## [Problem description]
Look through the records, and whenever a line includes the word "strap", copy it.

Start of Records for processing

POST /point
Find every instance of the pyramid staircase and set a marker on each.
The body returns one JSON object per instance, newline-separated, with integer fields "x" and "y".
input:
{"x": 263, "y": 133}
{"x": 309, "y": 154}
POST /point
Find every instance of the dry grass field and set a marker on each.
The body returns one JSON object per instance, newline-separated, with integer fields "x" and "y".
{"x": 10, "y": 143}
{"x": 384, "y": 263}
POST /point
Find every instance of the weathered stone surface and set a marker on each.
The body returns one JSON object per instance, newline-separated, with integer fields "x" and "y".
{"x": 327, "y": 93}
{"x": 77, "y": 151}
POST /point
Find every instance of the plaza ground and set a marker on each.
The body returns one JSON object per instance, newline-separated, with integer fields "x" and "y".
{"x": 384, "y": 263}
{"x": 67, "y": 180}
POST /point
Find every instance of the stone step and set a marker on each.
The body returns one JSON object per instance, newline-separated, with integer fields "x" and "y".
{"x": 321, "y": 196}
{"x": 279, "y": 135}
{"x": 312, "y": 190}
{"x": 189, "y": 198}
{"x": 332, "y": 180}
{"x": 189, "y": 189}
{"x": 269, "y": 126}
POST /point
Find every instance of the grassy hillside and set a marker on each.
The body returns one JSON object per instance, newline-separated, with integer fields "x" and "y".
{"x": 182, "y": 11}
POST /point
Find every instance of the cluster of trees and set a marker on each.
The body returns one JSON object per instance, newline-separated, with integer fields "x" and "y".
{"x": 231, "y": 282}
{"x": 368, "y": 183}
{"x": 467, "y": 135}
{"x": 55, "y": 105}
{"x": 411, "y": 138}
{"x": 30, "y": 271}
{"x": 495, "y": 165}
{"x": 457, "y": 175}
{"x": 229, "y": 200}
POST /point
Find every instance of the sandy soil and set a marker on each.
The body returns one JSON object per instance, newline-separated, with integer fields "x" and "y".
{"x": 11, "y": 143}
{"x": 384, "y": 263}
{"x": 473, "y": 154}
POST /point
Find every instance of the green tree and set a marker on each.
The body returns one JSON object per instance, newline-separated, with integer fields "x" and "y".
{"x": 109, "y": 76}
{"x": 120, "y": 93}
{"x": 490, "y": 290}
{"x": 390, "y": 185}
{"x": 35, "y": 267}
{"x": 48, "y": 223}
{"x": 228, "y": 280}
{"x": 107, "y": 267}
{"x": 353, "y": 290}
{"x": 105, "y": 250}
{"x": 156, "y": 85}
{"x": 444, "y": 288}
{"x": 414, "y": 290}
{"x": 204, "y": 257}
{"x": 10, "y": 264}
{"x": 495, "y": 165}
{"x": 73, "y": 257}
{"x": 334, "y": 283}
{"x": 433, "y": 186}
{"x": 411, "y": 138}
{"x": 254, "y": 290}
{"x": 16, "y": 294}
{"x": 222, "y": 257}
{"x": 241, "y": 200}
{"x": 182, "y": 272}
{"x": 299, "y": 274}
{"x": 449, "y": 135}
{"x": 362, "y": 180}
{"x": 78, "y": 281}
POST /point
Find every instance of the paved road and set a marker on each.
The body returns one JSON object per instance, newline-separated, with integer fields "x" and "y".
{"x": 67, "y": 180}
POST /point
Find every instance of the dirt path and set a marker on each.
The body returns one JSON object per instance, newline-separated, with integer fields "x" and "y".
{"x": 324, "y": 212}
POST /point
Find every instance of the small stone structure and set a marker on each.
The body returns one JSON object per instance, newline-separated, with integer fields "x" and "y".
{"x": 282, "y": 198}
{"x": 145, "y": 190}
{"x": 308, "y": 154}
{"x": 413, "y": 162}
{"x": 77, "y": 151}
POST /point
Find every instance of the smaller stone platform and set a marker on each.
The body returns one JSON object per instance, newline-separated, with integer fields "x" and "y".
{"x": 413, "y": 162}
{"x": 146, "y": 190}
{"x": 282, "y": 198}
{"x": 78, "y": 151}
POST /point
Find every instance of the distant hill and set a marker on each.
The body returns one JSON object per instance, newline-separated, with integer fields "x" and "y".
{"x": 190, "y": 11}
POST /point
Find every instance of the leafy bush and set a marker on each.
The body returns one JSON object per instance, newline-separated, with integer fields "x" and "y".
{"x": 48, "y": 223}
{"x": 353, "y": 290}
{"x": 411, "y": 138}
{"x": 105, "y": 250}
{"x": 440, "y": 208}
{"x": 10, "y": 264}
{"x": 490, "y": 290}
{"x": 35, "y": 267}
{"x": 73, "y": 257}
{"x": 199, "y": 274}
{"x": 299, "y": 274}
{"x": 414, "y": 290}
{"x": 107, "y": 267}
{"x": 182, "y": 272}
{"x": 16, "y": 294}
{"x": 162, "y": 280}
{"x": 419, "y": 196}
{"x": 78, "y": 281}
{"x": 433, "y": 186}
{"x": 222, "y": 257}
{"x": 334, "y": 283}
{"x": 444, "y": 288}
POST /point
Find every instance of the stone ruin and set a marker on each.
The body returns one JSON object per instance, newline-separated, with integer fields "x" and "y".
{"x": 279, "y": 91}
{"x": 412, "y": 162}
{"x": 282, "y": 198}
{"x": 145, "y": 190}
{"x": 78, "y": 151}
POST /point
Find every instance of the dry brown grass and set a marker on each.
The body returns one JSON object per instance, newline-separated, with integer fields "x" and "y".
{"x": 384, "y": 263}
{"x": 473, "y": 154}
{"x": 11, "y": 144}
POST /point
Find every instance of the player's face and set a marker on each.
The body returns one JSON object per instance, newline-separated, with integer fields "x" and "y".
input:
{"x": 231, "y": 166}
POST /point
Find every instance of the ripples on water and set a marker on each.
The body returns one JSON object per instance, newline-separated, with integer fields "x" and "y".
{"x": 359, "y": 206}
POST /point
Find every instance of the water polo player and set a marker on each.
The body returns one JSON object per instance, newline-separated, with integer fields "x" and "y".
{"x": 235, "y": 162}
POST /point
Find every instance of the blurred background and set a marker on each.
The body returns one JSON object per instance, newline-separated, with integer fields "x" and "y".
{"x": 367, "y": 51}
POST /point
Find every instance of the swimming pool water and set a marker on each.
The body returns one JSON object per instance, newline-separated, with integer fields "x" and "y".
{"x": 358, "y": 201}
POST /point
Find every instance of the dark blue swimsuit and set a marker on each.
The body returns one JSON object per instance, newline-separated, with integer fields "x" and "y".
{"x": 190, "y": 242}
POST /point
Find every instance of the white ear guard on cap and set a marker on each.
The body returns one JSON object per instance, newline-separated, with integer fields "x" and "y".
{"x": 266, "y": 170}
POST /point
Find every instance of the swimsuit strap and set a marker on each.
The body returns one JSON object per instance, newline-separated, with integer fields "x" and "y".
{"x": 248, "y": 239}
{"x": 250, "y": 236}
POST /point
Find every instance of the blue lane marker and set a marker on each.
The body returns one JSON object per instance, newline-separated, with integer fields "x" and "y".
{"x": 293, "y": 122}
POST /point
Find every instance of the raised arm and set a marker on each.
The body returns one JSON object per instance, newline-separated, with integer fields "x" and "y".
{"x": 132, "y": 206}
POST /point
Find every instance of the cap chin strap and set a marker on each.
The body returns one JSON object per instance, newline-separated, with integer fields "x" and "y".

End of Records for processing

## [Exercise answer]
Find every instance of the swimsuit strap and set a marker on each.
Find every instance of the cap chin strap and set a marker on each.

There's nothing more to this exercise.